[Segmentation dataset records]
-- begin --
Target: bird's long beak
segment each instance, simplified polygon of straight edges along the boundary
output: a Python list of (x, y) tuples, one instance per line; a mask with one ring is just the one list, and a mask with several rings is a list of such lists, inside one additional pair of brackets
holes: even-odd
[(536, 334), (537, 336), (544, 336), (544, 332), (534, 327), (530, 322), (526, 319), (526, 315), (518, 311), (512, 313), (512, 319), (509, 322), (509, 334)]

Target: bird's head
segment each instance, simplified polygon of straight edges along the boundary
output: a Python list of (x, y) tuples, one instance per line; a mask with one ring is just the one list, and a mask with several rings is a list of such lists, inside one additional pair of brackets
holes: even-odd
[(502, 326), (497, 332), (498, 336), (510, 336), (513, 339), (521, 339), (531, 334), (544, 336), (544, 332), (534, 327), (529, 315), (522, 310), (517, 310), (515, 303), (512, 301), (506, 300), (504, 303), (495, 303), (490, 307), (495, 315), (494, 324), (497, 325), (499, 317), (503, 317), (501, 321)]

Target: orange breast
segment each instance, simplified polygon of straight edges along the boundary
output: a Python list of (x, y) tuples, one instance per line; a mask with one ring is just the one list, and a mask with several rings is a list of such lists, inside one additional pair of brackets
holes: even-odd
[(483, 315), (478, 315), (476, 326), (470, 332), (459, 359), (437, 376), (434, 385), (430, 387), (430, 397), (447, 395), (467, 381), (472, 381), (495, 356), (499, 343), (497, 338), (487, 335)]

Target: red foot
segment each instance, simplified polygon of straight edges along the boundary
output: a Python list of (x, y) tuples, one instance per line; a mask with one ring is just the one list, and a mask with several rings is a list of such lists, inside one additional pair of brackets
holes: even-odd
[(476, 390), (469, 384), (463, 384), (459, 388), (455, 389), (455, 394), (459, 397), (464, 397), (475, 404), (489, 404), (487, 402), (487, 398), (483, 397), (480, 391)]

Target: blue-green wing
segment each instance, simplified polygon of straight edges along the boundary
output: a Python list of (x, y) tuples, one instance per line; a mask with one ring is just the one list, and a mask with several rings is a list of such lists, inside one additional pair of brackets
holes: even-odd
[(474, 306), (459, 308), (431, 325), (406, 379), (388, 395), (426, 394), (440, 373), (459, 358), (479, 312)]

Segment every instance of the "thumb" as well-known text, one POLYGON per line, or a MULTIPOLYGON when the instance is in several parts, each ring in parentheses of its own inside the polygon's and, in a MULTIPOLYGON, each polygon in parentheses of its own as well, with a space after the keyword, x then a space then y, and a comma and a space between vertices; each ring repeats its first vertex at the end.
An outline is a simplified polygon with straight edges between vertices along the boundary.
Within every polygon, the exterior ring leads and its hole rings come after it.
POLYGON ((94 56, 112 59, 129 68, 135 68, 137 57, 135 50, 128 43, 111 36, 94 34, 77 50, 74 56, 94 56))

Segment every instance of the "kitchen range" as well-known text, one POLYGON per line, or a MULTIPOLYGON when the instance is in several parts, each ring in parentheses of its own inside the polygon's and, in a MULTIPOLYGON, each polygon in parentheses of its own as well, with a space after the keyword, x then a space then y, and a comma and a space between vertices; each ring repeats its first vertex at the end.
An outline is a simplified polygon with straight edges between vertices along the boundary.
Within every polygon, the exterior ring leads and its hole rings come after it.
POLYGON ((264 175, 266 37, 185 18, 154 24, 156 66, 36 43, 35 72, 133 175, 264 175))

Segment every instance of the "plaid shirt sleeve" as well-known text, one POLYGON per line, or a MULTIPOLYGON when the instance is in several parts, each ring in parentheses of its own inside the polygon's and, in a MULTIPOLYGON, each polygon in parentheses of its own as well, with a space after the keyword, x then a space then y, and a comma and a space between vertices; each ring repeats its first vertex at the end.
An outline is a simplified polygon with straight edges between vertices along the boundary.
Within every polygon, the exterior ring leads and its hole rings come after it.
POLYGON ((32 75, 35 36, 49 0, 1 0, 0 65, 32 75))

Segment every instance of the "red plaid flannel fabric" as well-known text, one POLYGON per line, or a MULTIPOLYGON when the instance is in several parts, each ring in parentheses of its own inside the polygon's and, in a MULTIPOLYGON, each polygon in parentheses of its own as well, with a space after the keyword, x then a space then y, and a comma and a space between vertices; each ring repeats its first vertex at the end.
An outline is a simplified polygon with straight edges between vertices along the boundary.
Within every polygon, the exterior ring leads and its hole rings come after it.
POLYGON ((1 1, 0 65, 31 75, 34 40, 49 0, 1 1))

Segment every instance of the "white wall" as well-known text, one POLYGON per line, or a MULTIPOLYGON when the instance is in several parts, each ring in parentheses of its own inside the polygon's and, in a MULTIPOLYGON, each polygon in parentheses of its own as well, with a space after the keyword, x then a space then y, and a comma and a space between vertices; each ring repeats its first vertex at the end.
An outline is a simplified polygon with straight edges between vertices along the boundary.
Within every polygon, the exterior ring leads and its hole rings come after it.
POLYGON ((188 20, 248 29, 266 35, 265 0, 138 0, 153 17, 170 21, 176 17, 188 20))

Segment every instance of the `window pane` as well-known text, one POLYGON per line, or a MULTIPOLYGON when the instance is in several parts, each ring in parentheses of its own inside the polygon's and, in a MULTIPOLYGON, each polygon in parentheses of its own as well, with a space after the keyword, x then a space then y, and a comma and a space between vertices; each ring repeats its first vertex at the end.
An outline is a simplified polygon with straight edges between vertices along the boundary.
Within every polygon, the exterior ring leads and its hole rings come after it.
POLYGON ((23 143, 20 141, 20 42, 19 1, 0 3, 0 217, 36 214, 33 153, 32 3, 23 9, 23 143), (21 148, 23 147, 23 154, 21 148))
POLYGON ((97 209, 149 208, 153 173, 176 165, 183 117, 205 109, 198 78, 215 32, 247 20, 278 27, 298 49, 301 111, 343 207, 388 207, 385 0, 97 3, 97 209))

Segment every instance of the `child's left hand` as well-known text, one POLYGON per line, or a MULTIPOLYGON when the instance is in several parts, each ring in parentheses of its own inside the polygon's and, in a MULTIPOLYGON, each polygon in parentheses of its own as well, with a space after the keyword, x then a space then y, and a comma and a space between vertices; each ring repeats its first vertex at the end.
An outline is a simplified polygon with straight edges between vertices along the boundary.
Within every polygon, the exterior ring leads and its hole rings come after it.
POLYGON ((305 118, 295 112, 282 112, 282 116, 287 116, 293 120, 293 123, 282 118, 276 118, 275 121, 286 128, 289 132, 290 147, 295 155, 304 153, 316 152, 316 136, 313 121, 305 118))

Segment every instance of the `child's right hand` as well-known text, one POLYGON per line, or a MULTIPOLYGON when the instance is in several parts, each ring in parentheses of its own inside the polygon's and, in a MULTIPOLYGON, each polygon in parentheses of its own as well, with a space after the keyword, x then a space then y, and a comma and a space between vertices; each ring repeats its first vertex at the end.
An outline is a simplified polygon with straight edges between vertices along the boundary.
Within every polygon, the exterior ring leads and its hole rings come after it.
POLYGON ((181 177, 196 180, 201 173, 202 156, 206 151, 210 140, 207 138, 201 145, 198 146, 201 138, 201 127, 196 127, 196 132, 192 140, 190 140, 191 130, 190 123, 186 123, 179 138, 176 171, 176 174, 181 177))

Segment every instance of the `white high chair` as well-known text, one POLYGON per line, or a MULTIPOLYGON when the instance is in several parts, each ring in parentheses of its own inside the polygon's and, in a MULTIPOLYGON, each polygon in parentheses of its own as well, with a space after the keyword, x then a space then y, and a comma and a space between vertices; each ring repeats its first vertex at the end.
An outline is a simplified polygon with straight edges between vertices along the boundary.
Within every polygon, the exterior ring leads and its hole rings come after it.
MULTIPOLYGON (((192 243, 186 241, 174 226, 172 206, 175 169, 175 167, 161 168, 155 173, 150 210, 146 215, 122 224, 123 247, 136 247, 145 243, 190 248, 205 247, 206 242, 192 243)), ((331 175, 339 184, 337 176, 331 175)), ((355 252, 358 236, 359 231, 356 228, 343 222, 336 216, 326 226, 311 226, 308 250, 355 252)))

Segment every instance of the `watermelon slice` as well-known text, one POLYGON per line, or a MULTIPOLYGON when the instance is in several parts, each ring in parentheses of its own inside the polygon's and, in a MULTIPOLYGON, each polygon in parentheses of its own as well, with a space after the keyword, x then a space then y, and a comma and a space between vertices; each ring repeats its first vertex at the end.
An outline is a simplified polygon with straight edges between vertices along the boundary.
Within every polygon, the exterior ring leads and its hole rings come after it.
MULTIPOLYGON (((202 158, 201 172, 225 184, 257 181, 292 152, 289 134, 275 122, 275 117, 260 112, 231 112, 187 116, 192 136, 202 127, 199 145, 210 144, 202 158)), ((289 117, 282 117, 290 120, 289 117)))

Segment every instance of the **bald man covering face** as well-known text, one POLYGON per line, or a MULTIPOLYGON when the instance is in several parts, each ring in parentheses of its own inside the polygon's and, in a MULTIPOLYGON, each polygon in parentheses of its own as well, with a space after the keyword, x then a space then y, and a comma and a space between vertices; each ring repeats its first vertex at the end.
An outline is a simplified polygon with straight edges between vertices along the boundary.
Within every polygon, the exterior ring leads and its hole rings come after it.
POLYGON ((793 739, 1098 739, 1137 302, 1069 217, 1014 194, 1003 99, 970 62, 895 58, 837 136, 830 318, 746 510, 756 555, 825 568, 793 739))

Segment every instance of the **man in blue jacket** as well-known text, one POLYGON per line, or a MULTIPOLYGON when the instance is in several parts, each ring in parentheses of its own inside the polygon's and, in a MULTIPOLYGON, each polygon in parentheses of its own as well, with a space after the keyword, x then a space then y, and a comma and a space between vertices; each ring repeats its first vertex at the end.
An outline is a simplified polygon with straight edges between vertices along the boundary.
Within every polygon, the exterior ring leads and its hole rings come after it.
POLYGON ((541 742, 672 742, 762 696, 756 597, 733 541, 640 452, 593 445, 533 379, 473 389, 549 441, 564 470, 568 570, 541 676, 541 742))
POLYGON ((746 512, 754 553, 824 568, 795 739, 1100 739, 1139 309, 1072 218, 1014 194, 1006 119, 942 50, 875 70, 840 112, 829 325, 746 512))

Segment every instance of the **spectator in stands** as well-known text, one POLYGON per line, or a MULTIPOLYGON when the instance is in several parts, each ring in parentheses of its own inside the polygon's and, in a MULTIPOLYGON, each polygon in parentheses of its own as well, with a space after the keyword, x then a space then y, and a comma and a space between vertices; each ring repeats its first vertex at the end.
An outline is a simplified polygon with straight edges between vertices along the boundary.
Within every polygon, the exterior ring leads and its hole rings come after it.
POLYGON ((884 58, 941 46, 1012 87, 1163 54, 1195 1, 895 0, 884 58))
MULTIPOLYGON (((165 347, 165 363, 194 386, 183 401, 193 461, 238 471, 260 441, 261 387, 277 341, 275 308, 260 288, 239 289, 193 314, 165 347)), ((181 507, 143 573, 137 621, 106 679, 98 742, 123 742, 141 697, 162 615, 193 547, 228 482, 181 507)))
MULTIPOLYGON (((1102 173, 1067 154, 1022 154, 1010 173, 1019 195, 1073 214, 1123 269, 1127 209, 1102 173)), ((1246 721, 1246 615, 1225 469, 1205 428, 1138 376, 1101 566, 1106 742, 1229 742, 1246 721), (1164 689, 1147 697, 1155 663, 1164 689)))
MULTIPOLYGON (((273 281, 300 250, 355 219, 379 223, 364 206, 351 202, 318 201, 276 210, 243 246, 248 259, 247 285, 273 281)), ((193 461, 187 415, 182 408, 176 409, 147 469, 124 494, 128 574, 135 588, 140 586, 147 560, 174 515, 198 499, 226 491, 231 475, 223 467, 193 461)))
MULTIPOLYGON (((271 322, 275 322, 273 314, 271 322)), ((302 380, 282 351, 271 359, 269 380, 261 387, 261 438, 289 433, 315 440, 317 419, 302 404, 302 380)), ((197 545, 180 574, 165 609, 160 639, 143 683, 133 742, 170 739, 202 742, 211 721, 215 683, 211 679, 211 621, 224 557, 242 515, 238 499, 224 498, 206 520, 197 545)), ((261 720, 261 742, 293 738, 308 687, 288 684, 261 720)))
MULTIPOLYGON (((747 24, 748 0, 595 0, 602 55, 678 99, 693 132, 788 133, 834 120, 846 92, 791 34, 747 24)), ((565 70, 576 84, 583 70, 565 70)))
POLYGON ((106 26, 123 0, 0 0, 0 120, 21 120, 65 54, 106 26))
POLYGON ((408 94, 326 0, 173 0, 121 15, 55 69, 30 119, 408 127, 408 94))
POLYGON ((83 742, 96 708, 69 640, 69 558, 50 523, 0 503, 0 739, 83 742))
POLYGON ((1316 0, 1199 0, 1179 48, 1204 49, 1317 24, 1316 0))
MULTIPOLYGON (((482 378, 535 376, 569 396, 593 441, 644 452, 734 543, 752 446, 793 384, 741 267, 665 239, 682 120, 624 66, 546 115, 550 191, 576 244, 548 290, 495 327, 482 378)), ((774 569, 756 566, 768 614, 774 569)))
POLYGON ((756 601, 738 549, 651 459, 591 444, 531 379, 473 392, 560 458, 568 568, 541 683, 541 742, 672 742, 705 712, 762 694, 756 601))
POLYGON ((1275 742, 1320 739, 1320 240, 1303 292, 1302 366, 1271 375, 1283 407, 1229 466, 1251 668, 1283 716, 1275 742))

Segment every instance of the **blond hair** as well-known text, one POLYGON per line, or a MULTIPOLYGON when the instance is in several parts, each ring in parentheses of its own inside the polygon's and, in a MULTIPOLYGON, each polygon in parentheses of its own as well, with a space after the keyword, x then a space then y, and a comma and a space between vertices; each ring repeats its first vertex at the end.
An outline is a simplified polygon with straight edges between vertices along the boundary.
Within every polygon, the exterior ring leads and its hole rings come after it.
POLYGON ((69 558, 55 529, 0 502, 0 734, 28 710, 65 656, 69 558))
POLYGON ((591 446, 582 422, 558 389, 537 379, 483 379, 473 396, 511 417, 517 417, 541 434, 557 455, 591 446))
-- end --
Using the material above, reproduce exactly the line that contains "Segment every instance of the **blond" and all lines after it through the last one, and only those.

FULL ANSWER →
Segment every instance of the **blond hair** as well-known text, one POLYGON per line, or a MULTIPOLYGON when the instance is in several parts, each ring in parentheses of its own inside the polygon's and, in a MULTIPOLYGON, each polygon in parentheses of its own as well, with a space after the keyword, x then a space then y, and a comma and a space between vertices; each ring repeats its first vertex at the end.
An outline is a simplified polygon with straight edges between vertices along the boundary.
Within every polygon, the exterior ring leads and its hole rings come after it.
POLYGON ((69 558, 55 529, 0 502, 0 734, 28 710, 65 656, 69 558))
POLYGON ((591 446, 582 422, 558 389, 537 379, 483 379, 473 396, 511 417, 517 417, 541 434, 557 455, 591 446))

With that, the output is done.